(GIVEN PROBLEM):
Show every line of the material below that contains the word "bell".

A run of records
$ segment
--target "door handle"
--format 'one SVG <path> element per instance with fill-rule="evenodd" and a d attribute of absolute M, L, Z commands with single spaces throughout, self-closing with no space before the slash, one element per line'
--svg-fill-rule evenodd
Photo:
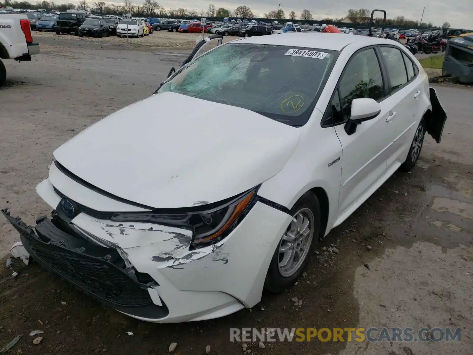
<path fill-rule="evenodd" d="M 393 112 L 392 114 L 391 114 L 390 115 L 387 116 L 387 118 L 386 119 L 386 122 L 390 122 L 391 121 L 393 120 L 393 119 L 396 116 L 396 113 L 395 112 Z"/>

---

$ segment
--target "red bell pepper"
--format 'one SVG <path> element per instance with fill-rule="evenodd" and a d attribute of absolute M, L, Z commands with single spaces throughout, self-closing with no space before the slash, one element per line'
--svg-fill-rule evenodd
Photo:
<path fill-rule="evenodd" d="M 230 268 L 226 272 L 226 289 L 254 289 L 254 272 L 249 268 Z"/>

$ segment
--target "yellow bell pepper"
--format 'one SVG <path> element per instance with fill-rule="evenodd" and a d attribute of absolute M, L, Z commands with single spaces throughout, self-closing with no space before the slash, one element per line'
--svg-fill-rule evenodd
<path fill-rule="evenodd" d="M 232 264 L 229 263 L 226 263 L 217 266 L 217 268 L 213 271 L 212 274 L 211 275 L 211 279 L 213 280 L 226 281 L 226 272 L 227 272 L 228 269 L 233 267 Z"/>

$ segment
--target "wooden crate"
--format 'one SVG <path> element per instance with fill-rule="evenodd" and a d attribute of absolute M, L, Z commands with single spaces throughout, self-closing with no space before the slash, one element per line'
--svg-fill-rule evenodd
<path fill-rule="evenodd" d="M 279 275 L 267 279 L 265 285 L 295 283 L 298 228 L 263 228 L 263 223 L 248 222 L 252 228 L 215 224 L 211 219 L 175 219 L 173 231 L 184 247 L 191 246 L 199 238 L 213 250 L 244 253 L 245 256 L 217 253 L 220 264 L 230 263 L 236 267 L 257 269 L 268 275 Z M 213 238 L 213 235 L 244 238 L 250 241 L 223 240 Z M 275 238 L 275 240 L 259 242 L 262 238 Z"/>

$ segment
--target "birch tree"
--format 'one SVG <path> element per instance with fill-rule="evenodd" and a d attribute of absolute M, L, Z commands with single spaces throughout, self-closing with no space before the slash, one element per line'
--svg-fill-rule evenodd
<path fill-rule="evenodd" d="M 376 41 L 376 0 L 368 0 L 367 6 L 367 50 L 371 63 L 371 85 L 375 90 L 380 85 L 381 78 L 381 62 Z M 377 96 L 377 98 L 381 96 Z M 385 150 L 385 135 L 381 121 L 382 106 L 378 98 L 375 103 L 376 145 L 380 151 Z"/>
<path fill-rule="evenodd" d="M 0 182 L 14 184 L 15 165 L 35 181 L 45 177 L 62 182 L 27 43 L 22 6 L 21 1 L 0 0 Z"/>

(SOLUTION FOR THIS TASK):
--target "red bell pepper"
--target "yellow bell pepper"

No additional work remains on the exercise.